- **TASK DESCRIPTION**: The data needs to be returned in full, exactly as it reads.

- **DATA FOR REVIEW**:
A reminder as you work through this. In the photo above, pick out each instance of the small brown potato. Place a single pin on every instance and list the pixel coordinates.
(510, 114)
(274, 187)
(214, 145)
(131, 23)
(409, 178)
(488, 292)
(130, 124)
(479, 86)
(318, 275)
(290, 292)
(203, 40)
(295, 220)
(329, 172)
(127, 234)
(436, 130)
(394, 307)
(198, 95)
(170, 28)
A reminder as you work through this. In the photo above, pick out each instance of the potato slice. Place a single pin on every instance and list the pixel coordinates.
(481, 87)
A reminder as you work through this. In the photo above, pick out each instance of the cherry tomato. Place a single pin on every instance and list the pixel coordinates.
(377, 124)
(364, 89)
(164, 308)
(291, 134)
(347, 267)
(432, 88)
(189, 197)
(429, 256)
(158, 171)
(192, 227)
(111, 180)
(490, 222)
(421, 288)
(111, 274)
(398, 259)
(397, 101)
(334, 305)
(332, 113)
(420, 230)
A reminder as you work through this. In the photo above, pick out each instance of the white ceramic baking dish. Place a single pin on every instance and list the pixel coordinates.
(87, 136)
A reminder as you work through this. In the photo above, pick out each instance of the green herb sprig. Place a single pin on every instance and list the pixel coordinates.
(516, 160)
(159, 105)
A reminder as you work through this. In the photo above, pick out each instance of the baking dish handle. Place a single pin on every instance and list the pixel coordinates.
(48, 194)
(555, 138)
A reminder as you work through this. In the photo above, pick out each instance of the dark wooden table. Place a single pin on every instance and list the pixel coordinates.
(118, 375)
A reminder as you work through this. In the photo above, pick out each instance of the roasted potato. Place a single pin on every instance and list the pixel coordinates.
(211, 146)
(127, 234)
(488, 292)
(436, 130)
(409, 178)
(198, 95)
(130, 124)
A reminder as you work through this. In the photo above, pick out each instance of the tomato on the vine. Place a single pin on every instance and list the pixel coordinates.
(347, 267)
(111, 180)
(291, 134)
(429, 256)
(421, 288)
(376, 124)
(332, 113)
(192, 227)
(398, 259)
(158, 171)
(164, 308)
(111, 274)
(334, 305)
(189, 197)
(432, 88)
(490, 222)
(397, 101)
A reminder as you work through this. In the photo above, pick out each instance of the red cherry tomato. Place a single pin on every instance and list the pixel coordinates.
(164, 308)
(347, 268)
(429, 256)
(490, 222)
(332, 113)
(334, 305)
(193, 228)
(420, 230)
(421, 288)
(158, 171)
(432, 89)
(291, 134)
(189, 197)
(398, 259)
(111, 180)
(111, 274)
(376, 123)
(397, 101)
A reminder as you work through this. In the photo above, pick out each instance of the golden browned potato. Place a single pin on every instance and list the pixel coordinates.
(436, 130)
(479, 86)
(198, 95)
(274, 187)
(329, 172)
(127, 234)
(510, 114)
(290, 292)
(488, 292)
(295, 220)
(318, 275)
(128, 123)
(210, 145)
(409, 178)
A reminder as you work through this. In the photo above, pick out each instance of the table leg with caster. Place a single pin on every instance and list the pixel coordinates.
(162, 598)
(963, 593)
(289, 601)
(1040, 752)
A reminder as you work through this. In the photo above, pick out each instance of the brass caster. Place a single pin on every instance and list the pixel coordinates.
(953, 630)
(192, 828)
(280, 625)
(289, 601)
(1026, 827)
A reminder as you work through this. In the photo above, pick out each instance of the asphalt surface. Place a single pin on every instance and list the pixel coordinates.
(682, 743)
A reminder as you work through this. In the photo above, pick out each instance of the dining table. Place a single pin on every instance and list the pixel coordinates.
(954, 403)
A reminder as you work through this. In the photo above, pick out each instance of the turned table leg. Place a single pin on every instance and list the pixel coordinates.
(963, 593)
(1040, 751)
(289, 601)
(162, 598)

- **SOLUTION FOR THIS EXERCISE**:
A reminder as you work through this. In the photo above, pick out each instance of the small brown potato. Place a single pin on every instance and list the pixel coordinates.
(510, 114)
(274, 187)
(214, 145)
(131, 23)
(409, 178)
(488, 292)
(130, 124)
(479, 86)
(318, 275)
(290, 292)
(203, 40)
(295, 220)
(329, 172)
(127, 234)
(436, 130)
(394, 307)
(198, 95)
(170, 28)
A reminder as you work through this. In the photo above, pick out each instance of the potato slice. Place a single pin on every instance and list the pixel coordinates.
(481, 87)
A reminder as you work through this. In the photo above, pick out each instance of the cherry tomato. Place a single pin on every instance and list the pixel coordinates.
(377, 124)
(364, 89)
(164, 308)
(291, 134)
(347, 267)
(432, 88)
(189, 197)
(429, 256)
(158, 171)
(192, 227)
(111, 180)
(490, 222)
(421, 288)
(111, 274)
(398, 259)
(397, 101)
(334, 305)
(332, 113)
(420, 230)
A reminder as you work through this. In the photo above, pick out each instance of the white ceramic baking dish. Place a single pin on every instance and list the pixel coordinates.
(87, 136)
A reminder as you work through this. In the photo above, pick out each instance of the green herb sprig. Place a single pin on every instance and list the pixel coordinates.
(516, 160)
(159, 105)
A reminder as you work through this. In the photo above, pick out each instance of the baking dish handle. Place a single pin on every instance and list the pixel coordinates.
(48, 194)
(555, 138)
A reminder as you work through this. In the photo above, pick out each instance of the dark wooden table. Place a single pin on every instance and list the pixel coordinates.
(118, 375)
A reminder as you work through this. In the photo above, pick out each instance of the roasted potato. Place a single pin on every instance and list the pixel coordinates.
(211, 146)
(127, 234)
(488, 292)
(436, 130)
(409, 178)
(198, 95)
(130, 124)
A reminder as you work through this. In the photo above, pick out each instance of the tomato on the vine. Place a single pin on every instance and list the pixel coordinates.
(347, 267)
(111, 180)
(291, 134)
(429, 256)
(421, 288)
(376, 124)
(332, 113)
(192, 227)
(398, 259)
(158, 171)
(164, 308)
(111, 274)
(334, 305)
(189, 197)
(432, 88)
(490, 222)
(397, 101)
A reminder as you work through this. In the photo above, pick out each instance of the red cherry tomato. Place a single pin on every instance and list the pixel coordinates.
(164, 308)
(347, 268)
(429, 256)
(490, 222)
(332, 113)
(334, 305)
(193, 228)
(420, 230)
(421, 288)
(158, 171)
(432, 89)
(291, 134)
(189, 197)
(398, 259)
(111, 180)
(111, 274)
(376, 123)
(397, 101)
A reminder as you work through this. In the photo above, pick out each instance of the golden browned potato. Place a single pin on every instance and list the pixel coordinates.
(436, 130)
(479, 86)
(198, 95)
(274, 187)
(329, 172)
(127, 234)
(510, 114)
(290, 292)
(488, 292)
(295, 220)
(318, 275)
(128, 123)
(210, 145)
(409, 178)
A reminder as you work through this. In the photo above, pick out each instance of the table leg with caster. Place a single pin on every instance and list the pixel coordinates.
(162, 598)
(963, 593)
(289, 601)
(1040, 752)
A reminder as you work through this. In the photo above, pick out each instance of the brass caster. Place a single pin on every instance and list the pixel coordinates.
(953, 630)
(192, 828)
(280, 625)
(289, 601)
(1026, 827)
A reminder as you work through this. In the photo above, pick out each instance of the asphalt surface. Place a single pin on every instance and list the pixel coordinates.
(682, 743)
A reminder as you work through this. In the photo above, pick out each instance of the dining table. Place a single pin on every instance and list the pixel coordinates.
(954, 403)
A reminder as you work through this. In the photo above, pick out each instance of the turned table leg. Place a single pin on every instance and list the pixel coordinates.
(963, 593)
(1040, 751)
(289, 601)
(162, 598)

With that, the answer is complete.